Your task: Reproduce the full Genocea IPO article word for word.

Genocea pitches $75M IPO to back T-cell vaccine pipeline work

Genocea Biosciences is throwing its hat in the growing IPO ring. The biotech has laid out plans to raise $75 million to help fund its work on a pair of early-stage T-cell vaccines aimed at herpes and all strains of the bacteria pneumococcus.

Genocea has built a development platform that hunts up ideal antigens for spurring a T-cell attack on a pathogen. Its work has attracted the high-profile support of the Bill & Melinda Gates Foundation and may have applications in cancer immunotherapy as well.

The Cambridge, MA-based Genocea launched its Phase I study of its new pneumococcus vaccine just days ago, explaining to FierceVaccines that the biotech thinks it can do better than Pfizer's ($PFE) blockbuster Prevnar 13, which guards against 13 strains of the bacteria. Genocea says it has a more comprehensive approach.

Last fall, Genocea--a 2008 Fierce 15 company--landed a $30 million round, with the Gates Foundation joining CVF, Polaris Venture Partners, Lux Capital, SR One, Johnson & Johnson Development Corp., Skyline Ventures, Cycad Group, Auriga Partners, MP Healthcare Ventures and Morningside in bringing its total raise to $76 million.

This year has seen the biggest burst of biotech IPOs in a decade, a welcome turnaround from the drought years that led up to 2013. But in recent months, the market has seen more stumbles as a growing number of developers try to make the leap. Genocea will be among the first to test the waters in 2014.

Raw data:
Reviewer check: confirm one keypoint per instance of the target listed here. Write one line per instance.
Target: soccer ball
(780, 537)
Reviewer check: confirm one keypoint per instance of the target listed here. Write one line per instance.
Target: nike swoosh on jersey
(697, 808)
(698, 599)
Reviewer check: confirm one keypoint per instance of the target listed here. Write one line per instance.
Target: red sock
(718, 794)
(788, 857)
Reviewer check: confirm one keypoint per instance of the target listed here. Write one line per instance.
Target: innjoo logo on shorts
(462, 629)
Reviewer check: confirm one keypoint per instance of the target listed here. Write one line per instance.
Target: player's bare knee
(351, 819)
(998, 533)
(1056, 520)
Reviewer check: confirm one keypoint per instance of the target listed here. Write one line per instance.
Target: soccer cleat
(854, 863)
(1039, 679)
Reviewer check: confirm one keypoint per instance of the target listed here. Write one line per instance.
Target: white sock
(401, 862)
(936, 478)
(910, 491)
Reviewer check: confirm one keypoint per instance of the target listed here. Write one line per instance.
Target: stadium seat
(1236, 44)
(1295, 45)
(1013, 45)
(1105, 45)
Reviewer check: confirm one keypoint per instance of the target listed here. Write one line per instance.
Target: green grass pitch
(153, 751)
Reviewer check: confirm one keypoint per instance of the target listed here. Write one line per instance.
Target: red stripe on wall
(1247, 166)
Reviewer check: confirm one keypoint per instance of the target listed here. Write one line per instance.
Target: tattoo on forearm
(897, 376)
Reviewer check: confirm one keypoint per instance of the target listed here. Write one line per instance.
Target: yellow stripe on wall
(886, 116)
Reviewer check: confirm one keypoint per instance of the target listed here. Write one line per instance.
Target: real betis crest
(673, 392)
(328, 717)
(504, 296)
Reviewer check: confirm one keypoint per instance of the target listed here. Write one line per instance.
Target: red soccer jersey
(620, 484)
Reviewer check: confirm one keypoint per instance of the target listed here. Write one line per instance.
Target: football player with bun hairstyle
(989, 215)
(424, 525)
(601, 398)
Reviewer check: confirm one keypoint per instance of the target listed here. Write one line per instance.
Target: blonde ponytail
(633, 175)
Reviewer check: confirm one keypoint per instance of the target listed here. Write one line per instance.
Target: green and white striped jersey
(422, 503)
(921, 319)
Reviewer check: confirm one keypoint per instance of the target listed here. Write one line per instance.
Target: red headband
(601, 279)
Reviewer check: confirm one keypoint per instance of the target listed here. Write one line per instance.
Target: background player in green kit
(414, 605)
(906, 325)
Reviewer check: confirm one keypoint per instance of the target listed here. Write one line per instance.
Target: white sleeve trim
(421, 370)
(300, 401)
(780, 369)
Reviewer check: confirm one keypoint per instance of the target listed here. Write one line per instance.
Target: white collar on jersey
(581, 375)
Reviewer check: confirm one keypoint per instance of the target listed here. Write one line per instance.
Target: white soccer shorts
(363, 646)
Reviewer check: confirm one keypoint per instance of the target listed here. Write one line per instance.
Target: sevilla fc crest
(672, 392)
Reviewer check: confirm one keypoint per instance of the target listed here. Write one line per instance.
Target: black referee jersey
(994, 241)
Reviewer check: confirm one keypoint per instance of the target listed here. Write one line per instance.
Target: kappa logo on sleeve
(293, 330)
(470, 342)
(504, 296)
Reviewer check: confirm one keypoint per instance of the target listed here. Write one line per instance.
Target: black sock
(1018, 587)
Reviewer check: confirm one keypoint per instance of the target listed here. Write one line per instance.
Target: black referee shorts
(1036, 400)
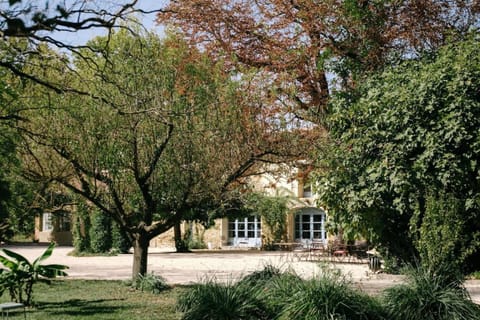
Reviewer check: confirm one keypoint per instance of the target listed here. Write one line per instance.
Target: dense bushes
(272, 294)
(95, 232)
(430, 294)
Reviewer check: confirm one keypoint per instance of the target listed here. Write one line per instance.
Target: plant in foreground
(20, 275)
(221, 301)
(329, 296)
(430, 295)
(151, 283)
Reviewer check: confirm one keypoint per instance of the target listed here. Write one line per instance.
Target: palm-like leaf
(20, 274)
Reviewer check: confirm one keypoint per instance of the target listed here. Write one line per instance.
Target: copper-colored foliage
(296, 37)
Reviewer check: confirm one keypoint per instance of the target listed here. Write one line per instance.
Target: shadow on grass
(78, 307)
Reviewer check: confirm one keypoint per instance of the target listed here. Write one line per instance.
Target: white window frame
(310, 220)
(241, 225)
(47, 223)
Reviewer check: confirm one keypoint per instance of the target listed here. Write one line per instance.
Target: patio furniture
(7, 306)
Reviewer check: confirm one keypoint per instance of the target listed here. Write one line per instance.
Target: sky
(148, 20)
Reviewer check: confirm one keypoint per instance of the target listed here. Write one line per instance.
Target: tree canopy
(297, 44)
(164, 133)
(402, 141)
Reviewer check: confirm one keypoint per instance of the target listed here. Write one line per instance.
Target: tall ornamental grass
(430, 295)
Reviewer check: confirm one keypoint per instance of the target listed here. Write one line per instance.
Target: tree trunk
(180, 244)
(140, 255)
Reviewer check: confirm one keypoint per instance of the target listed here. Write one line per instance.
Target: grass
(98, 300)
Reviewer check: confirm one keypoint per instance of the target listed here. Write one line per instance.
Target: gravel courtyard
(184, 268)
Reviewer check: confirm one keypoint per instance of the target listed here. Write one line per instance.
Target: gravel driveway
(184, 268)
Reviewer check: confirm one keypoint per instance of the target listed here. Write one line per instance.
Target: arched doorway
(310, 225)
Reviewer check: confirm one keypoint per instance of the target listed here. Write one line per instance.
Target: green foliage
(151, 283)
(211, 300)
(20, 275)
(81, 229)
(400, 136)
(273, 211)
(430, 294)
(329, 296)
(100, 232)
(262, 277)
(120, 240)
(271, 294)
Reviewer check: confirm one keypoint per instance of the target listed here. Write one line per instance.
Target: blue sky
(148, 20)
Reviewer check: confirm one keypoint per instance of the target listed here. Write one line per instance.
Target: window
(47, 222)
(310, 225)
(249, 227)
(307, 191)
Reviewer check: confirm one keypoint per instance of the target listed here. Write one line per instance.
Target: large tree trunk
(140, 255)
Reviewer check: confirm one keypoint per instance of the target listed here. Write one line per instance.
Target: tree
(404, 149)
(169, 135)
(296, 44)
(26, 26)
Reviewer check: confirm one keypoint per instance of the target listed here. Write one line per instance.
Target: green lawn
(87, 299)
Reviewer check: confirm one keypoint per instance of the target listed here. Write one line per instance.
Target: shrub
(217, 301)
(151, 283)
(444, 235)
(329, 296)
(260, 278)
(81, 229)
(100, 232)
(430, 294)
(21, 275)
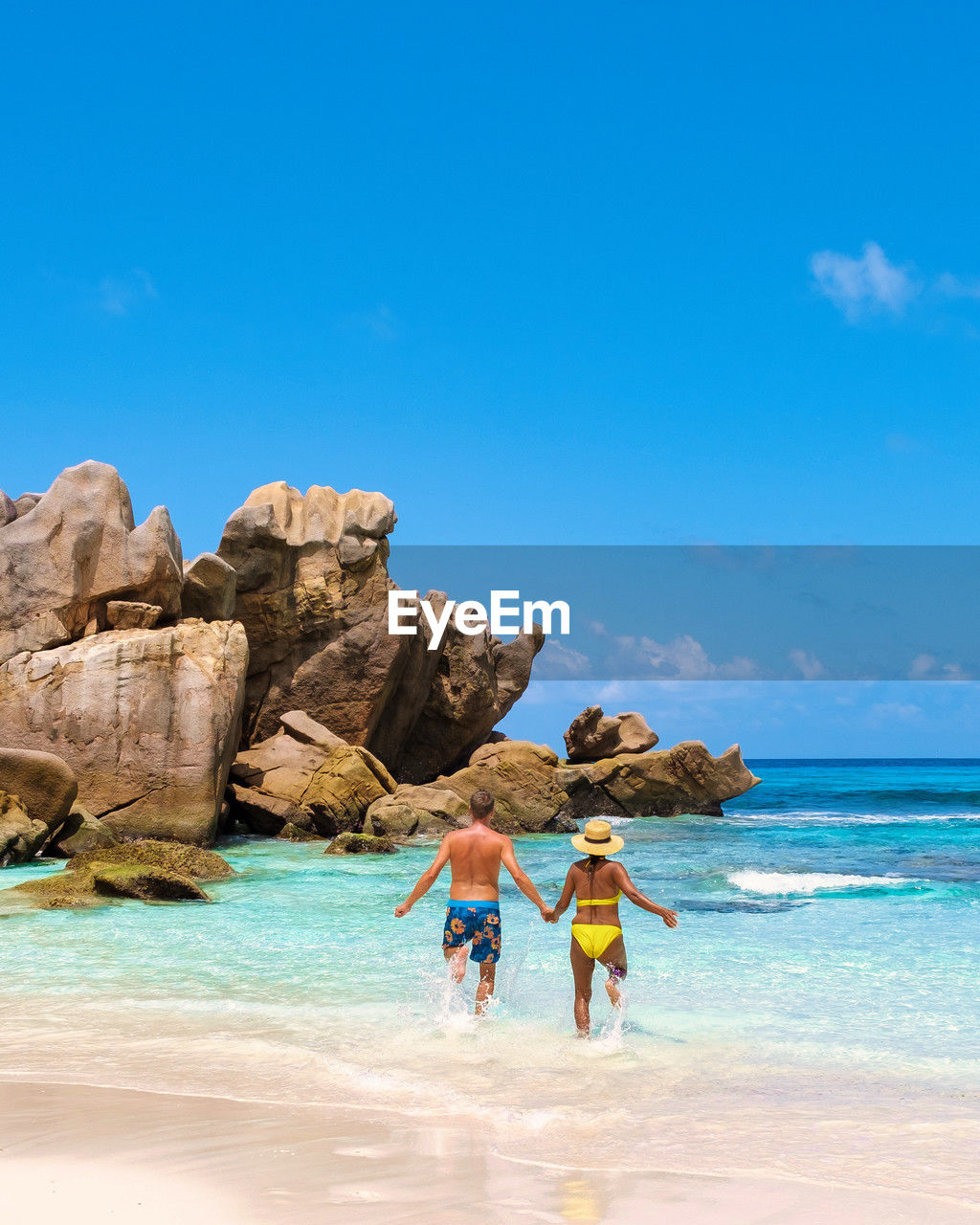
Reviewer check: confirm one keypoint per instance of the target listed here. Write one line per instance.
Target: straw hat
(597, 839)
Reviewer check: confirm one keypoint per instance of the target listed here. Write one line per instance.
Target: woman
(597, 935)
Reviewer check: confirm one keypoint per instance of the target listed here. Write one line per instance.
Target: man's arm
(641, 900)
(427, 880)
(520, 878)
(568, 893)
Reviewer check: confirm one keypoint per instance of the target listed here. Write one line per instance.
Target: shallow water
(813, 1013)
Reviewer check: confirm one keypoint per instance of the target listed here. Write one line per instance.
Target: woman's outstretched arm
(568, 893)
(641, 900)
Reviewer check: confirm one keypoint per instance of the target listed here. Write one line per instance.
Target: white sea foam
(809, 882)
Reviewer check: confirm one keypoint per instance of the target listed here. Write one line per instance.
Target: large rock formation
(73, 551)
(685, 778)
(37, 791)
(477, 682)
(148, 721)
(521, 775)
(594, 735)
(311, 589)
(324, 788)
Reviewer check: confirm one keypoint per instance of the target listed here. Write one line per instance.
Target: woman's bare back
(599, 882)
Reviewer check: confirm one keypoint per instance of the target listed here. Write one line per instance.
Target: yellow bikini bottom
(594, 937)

==

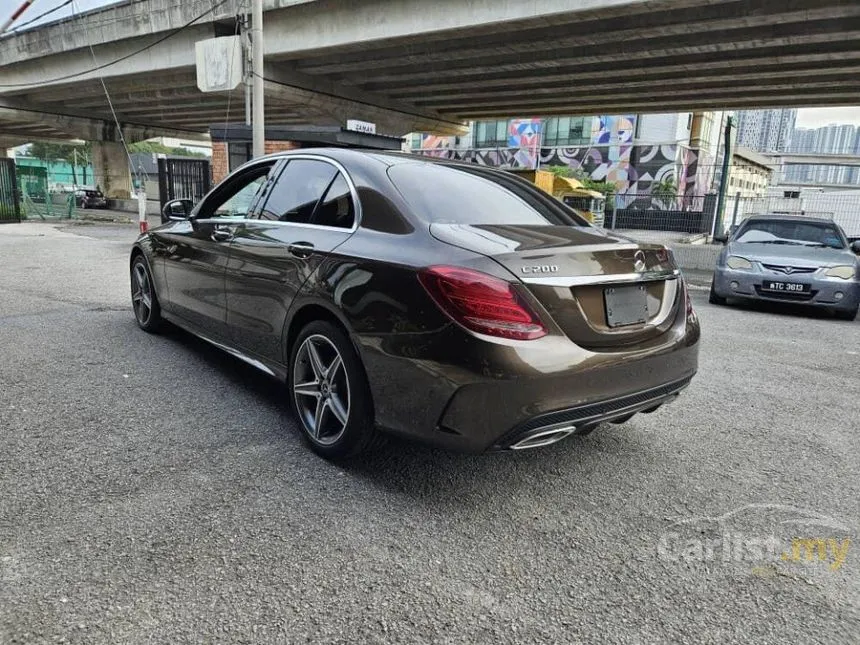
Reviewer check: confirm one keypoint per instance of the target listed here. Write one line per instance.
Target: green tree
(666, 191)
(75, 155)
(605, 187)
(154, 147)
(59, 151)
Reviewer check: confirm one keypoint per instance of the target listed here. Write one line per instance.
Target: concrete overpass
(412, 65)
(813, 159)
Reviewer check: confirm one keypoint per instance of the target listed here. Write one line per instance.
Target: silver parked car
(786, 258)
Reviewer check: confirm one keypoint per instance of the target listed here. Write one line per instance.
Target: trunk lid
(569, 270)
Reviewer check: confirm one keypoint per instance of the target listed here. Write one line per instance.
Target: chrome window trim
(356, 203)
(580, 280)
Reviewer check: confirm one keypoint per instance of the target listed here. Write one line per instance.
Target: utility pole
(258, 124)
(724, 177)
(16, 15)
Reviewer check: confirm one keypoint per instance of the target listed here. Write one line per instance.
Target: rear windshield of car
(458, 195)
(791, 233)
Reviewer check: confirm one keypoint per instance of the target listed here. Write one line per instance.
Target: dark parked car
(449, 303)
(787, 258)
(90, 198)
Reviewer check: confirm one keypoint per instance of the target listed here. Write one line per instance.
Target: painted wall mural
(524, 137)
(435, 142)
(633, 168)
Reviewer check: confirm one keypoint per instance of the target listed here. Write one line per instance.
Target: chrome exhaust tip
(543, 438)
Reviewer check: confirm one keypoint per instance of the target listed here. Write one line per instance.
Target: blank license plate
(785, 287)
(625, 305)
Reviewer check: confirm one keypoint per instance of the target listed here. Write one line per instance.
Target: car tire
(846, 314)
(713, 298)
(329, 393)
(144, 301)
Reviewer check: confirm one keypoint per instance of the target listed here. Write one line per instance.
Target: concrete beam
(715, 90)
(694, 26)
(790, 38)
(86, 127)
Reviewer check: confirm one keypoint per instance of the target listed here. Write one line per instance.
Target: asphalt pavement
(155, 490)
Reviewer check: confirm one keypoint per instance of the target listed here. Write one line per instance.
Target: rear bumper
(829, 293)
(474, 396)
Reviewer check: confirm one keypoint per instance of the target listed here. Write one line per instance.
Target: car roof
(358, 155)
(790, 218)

==

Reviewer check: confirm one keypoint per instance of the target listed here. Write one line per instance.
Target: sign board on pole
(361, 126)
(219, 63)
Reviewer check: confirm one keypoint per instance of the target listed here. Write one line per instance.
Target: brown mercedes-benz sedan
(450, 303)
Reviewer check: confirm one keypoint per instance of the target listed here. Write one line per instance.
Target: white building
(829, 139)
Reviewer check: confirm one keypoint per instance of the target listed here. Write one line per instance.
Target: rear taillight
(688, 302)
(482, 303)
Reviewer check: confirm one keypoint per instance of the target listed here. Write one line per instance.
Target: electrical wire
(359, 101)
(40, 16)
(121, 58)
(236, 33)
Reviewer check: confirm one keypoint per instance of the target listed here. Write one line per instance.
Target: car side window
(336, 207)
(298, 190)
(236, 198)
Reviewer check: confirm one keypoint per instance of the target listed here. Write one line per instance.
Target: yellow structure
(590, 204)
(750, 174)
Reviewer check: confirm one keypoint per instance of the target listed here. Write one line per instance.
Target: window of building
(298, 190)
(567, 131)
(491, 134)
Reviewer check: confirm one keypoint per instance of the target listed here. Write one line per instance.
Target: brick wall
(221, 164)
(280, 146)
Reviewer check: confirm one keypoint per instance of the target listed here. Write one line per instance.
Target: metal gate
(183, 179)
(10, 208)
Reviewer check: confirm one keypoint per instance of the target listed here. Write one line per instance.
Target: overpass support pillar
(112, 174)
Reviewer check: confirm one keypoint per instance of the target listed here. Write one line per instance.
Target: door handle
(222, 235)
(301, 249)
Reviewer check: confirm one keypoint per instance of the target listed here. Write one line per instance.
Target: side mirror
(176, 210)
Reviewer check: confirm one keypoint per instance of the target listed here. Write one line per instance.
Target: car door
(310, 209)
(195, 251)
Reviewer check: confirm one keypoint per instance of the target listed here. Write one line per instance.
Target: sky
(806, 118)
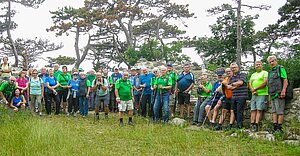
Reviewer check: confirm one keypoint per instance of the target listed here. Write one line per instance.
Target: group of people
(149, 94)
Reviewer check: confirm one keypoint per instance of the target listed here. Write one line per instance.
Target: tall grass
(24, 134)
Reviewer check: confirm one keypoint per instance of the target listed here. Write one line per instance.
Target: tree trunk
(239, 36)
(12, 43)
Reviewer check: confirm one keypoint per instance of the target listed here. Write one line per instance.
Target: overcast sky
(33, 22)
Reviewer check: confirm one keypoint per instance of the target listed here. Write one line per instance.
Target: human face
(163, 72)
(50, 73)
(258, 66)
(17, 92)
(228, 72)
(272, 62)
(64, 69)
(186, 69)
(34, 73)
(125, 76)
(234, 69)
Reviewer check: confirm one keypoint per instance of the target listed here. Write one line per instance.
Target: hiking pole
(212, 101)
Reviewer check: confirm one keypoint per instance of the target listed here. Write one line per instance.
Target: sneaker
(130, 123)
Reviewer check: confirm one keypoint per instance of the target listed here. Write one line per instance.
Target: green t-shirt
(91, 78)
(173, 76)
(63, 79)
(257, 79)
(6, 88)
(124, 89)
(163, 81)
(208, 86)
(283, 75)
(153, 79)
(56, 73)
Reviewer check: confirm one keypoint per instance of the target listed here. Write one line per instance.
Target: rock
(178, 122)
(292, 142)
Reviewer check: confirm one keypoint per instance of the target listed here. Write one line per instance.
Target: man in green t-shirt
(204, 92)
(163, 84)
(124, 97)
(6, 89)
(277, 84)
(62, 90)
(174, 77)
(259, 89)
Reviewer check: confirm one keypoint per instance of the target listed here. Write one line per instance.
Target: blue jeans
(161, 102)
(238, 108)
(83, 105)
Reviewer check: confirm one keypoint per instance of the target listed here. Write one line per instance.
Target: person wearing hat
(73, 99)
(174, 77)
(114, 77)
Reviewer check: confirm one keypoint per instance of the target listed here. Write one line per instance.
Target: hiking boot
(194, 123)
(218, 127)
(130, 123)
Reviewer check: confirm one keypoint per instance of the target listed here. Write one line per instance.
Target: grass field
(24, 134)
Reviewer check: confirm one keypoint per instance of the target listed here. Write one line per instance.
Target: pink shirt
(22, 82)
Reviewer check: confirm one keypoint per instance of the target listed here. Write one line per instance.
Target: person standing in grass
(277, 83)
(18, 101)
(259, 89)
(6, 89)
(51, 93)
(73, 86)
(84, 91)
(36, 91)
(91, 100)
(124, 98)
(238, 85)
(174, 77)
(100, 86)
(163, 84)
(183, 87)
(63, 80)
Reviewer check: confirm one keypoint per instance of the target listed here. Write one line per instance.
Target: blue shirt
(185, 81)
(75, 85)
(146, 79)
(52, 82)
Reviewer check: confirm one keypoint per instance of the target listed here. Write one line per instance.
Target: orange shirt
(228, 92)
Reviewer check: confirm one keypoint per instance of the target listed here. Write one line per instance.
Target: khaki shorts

Exercise result:
Genocea pitches $75M IPO to back T-cell vaccine pipeline work

Genocea Biosciences is throwing its hat in the growing IPO ring. The biotech has laid out plans to raise $75 million to help fund its work on a pair of early-stage T-cell vaccines aimed at herpes and all strains of the bacteria pneumococcus.

Genocea has built a development platform that hunts up ideal antigens for spurring a T-cell attack on a pathogen. Its work has attracted the high-profile support of the Bill & Melinda Gates Foundation and may have applications in cancer immunotherapy as well.

The Cambridge, MA-based Genocea launched its Phase I study of its new pneumococcus vaccine just days ago, explaining to FierceVaccines that the biotech thinks it can do better than Pfizer's ($PFE) blockbuster Prevnar 13, which guards against 13 strains of the bacteria. Genocea says it has a more comprehensive approach.

Last fall, Genocea--a 2008 Fierce 15 company--landed a $30 million round, with the Gates Foundation joining CVF, Polaris Venture Partners, Lux Capital, SR One, Johnson & Johnson Development Corp., Skyline Ventures, Cycad Group, Auriga Partners, MP Healthcare Ventures and Morningside in bringing its total raise to $76 million.

This year has seen the biggest burst of biotech IPOs in a decade, a welcome turnaround from the drought years that led up to 2013. But in recent months, the market has seen more stumbles as a growing number of developers try to make the leap. Genocea will be among the first to test the waters in 2014.